### RECORDS SUPPLIED
☆ ☆ ☆
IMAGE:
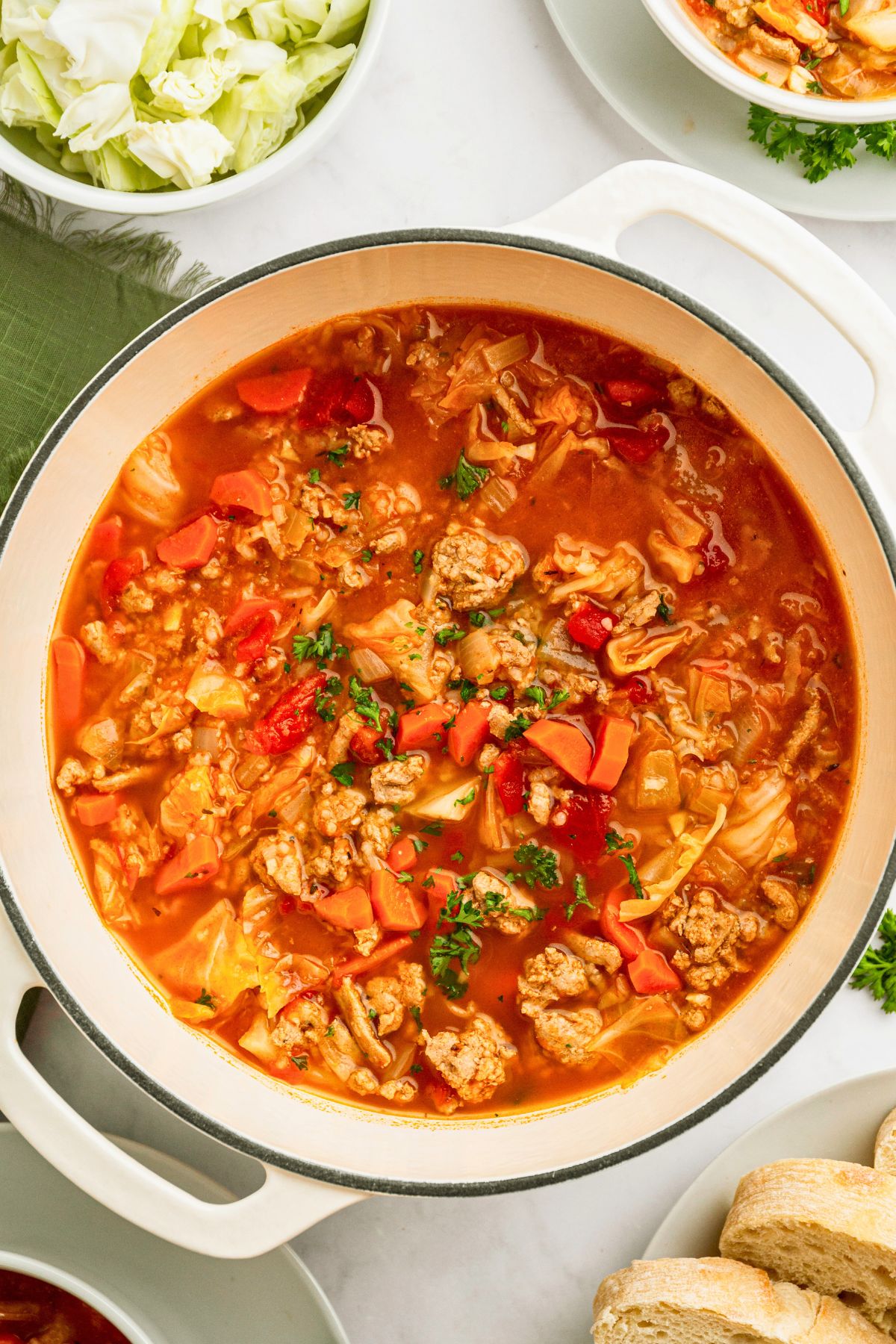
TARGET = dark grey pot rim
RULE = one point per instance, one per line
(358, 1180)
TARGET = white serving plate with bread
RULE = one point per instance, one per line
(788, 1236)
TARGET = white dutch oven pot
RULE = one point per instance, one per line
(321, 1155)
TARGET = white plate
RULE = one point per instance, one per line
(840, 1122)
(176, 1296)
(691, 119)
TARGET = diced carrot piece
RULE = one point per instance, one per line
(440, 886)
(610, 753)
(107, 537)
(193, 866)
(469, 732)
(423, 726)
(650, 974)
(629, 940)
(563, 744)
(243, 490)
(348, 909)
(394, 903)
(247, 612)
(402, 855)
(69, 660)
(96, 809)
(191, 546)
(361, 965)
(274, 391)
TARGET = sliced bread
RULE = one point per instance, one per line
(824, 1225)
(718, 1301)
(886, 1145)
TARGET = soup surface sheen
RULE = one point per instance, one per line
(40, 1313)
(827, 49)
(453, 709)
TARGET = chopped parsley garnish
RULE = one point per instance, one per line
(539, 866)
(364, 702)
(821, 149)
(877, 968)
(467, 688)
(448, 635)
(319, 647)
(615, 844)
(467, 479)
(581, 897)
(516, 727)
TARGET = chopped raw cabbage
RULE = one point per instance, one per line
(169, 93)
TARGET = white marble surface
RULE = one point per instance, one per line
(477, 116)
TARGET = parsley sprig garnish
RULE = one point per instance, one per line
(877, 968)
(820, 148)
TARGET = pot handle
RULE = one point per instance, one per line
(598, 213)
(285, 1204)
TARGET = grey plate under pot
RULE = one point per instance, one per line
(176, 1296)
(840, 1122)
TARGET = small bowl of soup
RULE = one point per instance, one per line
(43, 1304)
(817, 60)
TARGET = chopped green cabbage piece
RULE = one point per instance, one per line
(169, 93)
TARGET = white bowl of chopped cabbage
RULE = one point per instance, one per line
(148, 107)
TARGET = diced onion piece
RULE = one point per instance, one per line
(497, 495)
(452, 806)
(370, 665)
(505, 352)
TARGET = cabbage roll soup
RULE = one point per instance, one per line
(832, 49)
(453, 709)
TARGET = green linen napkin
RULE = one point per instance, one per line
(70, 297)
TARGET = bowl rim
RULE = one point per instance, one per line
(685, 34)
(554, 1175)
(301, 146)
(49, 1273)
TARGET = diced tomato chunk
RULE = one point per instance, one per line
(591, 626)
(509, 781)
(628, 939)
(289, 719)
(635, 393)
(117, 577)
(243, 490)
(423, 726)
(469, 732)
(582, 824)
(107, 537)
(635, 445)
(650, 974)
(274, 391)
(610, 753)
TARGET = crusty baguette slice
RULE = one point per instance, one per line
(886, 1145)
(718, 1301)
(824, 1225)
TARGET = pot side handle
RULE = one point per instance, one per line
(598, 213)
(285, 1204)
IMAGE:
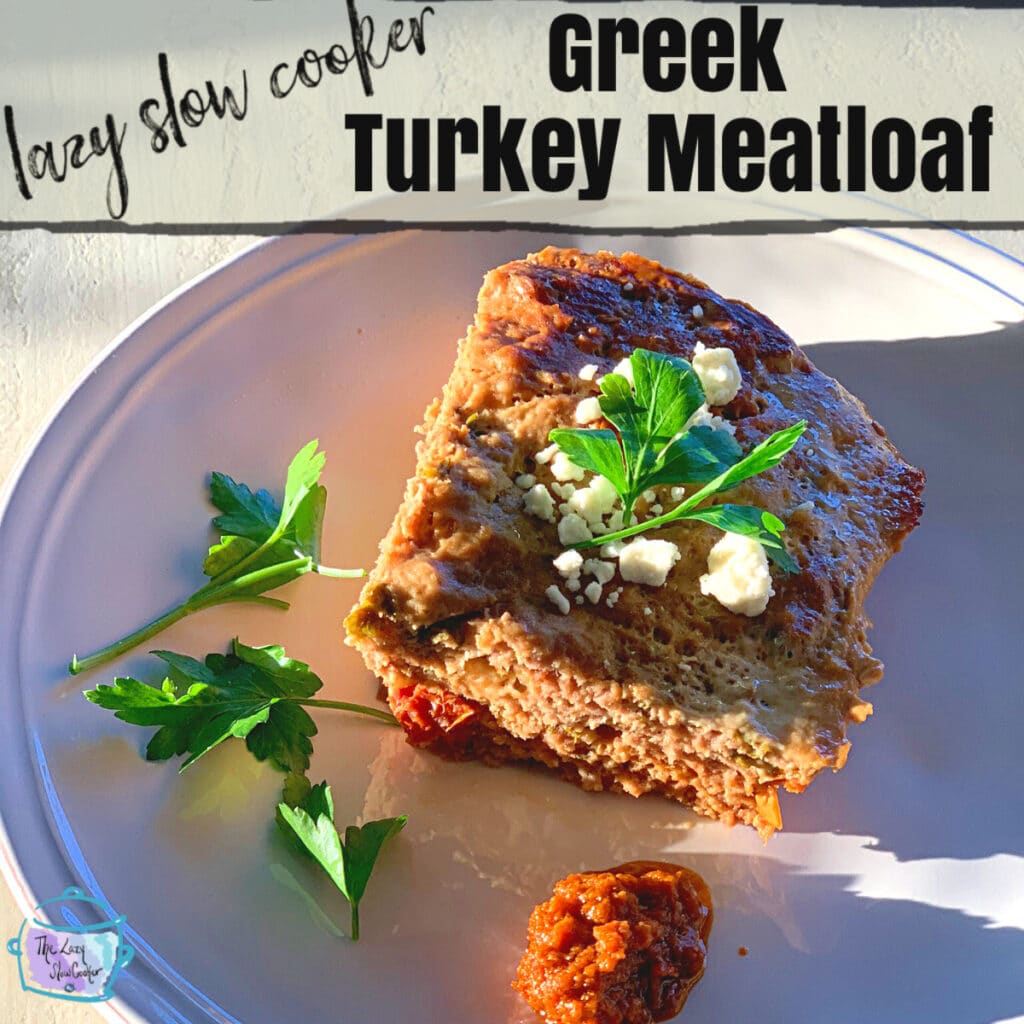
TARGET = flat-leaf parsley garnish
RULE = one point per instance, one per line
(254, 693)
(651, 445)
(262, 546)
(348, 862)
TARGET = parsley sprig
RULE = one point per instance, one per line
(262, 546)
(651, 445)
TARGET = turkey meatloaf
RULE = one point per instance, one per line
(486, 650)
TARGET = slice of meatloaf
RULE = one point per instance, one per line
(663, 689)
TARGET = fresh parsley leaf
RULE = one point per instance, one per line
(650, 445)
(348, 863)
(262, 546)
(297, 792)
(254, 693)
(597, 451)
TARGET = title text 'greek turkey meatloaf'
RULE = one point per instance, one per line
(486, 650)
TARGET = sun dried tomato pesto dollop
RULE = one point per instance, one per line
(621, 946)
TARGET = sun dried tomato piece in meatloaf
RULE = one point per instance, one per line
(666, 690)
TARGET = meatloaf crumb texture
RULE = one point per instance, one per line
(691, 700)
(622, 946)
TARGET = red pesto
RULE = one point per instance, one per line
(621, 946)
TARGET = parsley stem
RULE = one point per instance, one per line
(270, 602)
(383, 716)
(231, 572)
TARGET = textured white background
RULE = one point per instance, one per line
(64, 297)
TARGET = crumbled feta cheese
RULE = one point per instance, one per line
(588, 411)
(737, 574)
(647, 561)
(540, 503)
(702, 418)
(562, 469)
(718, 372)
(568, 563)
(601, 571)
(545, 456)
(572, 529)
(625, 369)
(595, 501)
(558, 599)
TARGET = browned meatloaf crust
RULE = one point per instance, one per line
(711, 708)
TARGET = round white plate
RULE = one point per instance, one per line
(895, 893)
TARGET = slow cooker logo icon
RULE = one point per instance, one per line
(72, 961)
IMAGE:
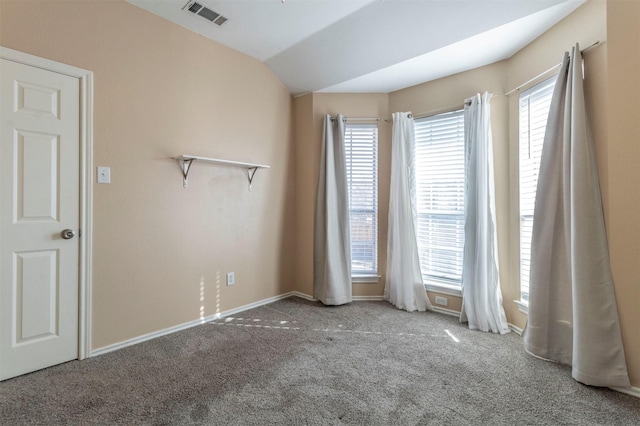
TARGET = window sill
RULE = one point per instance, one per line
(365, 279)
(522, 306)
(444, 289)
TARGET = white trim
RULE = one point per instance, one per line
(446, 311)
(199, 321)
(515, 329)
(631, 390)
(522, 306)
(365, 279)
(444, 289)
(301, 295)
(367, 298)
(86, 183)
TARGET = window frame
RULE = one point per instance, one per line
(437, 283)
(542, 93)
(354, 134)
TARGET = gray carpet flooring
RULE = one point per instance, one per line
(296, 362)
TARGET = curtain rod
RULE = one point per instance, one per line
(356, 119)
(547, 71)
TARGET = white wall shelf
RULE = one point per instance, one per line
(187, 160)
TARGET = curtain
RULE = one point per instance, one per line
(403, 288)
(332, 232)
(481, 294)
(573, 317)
☆ ☆ ☆
### WHAT TO PRODUCE
Turn every line of the records into a JSON list of strings, one string per line, skipping blank lines and leaving the pictures out.

### RESPONSE TO THIS EXERCISE
[
  "IMAGE:",
  "TARGET = dark grey pot rim",
  "RULE = one point per instance, one per line",
  "(358, 1180)",
  "TARGET = white serving plate with bread",
  "RULE = one point per instance, one per line",
  "(788, 1236)",
  "TARGET = white dutch oven pot",
  "RULE = one point per instance, one per line",
  "(321, 1155)",
  "TARGET = white plate",
  "RULE = one point per instance, one per line",
  "(840, 1122)",
  "(176, 1296)",
  "(691, 119)",
  "TARGET = diced carrot piece",
  "RULE = one point per instance, one per line",
  "(440, 886)",
  "(610, 753)",
  "(107, 537)",
  "(193, 866)",
  "(469, 732)",
  "(423, 726)",
  "(650, 974)",
  "(629, 940)",
  "(563, 744)",
  "(243, 490)",
  "(348, 909)",
  "(394, 903)",
  "(247, 612)",
  "(402, 855)",
  "(69, 660)",
  "(96, 809)",
  "(191, 546)",
  "(361, 965)",
  "(274, 391)",
  "TARGET = sliced bread",
  "RULE = one point per instance, one per line",
  "(824, 1225)",
  "(718, 1301)",
  "(886, 1145)",
  "TARGET = soup surface sheen",
  "RULE = one point per instance, one per line",
  "(40, 1313)",
  "(827, 49)",
  "(453, 709)",
  "TARGET = chopped parsley garnish",
  "RULE = one point per instance, one per line",
  "(539, 866)",
  "(364, 702)",
  "(821, 149)",
  "(877, 968)",
  "(467, 688)",
  "(448, 635)",
  "(319, 647)",
  "(615, 844)",
  "(467, 479)",
  "(581, 897)",
  "(516, 727)",
  "TARGET = chopped raw cabbage",
  "RULE = one point per instance, one per line",
  "(169, 93)",
  "TARGET = white marble surface",
  "RULE = one point per instance, one per line",
  "(477, 116)",
  "TARGET = parsley sprig garnish",
  "RULE = one point per instance, one per line",
  "(877, 968)",
  "(820, 148)",
  "TARGET = pot handle",
  "RULE = one point per instance, one per line",
  "(598, 213)",
  "(285, 1204)",
  "TARGET = grey plate under pot",
  "RULE = one point per instance, one per line",
  "(176, 1296)",
  "(840, 1122)",
  "TARGET = small bowl of soup",
  "RULE = one point per instance, one per line",
  "(43, 1304)",
  "(817, 60)",
  "TARGET = chopped green cabbage piece",
  "RULE = one point per instance, one per line",
  "(169, 93)",
  "TARGET = white bowl of chopped cabbage",
  "RULE = one point per instance, one per line",
  "(148, 107)",
  "TARGET = diced onion piece",
  "RULE = one point per instance, one per line",
  "(497, 495)",
  "(452, 806)",
  "(370, 665)",
  "(505, 352)",
  "TARGET = cabbage roll soup",
  "RULE = one point per instance, one per line",
  "(832, 49)",
  "(453, 709)",
  "TARGET = green linen napkin",
  "RULE = one point per instance, one per line",
  "(70, 297)",
  "TARGET = bowl rim",
  "RULE = one point per instance, one per line",
  "(685, 34)",
  "(554, 1175)",
  "(301, 146)",
  "(49, 1273)",
  "TARGET = diced tomato chunk",
  "RULE = one point per instance, one per line",
  "(591, 626)",
  "(509, 781)",
  "(628, 939)",
  "(289, 719)",
  "(635, 393)",
  "(117, 577)",
  "(243, 490)",
  "(423, 726)",
  "(469, 732)",
  "(582, 824)",
  "(107, 537)",
  "(635, 445)",
  "(650, 974)",
  "(274, 391)",
  "(610, 753)",
  "TARGET = crusty baguette slice",
  "RULE = one point per instance, one per line",
  "(886, 1145)",
  "(718, 1301)",
  "(824, 1225)",
  "TARGET = pot side handle",
  "RULE = one point per instance, one per line",
  "(598, 213)",
  "(285, 1204)",
  "IMAGE:",
  "TARGET = flat-leaf parsley garnish",
  "RULE = one point per instance, one per line",
  "(254, 693)",
  "(651, 445)",
  "(262, 546)",
  "(348, 862)",
  "TARGET = parsley sprig",
  "RULE = one point per instance, one per line",
  "(262, 546)",
  "(651, 445)",
  "TARGET = turkey meatloaf",
  "RULE = one point per instance, one per line",
  "(486, 650)",
  "TARGET = slice of meatloaf",
  "RULE = one point per instance, one per line",
  "(663, 689)",
  "TARGET = fresh parsley leaf",
  "RULE = one point per instance, one per line",
  "(650, 445)",
  "(348, 863)",
  "(262, 546)",
  "(297, 792)",
  "(254, 693)",
  "(597, 451)",
  "TARGET = title text 'greek turkey meatloaf'",
  "RULE = one point per instance, one per line",
  "(486, 650)",
  "TARGET = sun dried tomato pesto dollop",
  "RULE = one point per instance, one per line",
  "(621, 946)",
  "TARGET = sun dried tomato piece in meatloaf",
  "RULE = one point per instance, one per line",
  "(666, 690)",
  "TARGET = meatloaf crumb texture",
  "RULE = one point per instance, one per line",
  "(691, 700)",
  "(622, 946)",
  "TARGET = red pesto",
  "RULE = one point per instance, one per line",
  "(621, 946)",
  "TARGET = parsley stem",
  "RULE = one point per instance, one per line",
  "(270, 602)",
  "(383, 716)",
  "(231, 572)",
  "TARGET = textured white background",
  "RULE = one point per instance, one per line",
  "(64, 297)",
  "TARGET = crumbled feta cheese",
  "RULE = one point per instance, one per line",
  "(588, 411)",
  "(737, 574)",
  "(647, 561)",
  "(540, 503)",
  "(702, 418)",
  "(562, 469)",
  "(718, 372)",
  "(568, 563)",
  "(601, 571)",
  "(545, 456)",
  "(572, 529)",
  "(625, 369)",
  "(595, 501)",
  "(558, 599)",
  "TARGET = browned meatloaf crust",
  "RULE = one point per instance, one per line",
  "(711, 708)",
  "TARGET = round white plate",
  "RULE = one point per instance, one per line",
  "(895, 893)",
  "TARGET = slow cooker logo icon",
  "RULE = one point per instance, one per line",
  "(72, 961)",
  "IMAGE:",
  "TARGET = window sill",
  "RULE = one point per instance, one per line",
  "(365, 279)",
  "(522, 306)",
  "(444, 289)",
  "TARGET = white trim",
  "RULE = one point per instance, one per line",
  "(446, 311)",
  "(199, 321)",
  "(515, 329)",
  "(631, 390)",
  "(522, 306)",
  "(365, 279)",
  "(444, 289)",
  "(301, 295)",
  "(367, 298)",
  "(86, 183)",
  "TARGET = window frame",
  "RULE = one point per instance, one per line",
  "(437, 283)",
  "(542, 93)",
  "(354, 134)",
  "TARGET = gray carpet flooring",
  "RULE = one point per instance, one per line",
  "(296, 362)",
  "TARGET = curtain rod",
  "RULE = one point per instance, one per line",
  "(356, 119)",
  "(547, 71)",
  "TARGET = white wall shelf",
  "RULE = one point per instance, one per line",
  "(187, 160)",
  "TARGET = curtain",
  "RULE = one point per instance, one per line",
  "(403, 288)",
  "(332, 232)",
  "(481, 294)",
  "(573, 317)"
]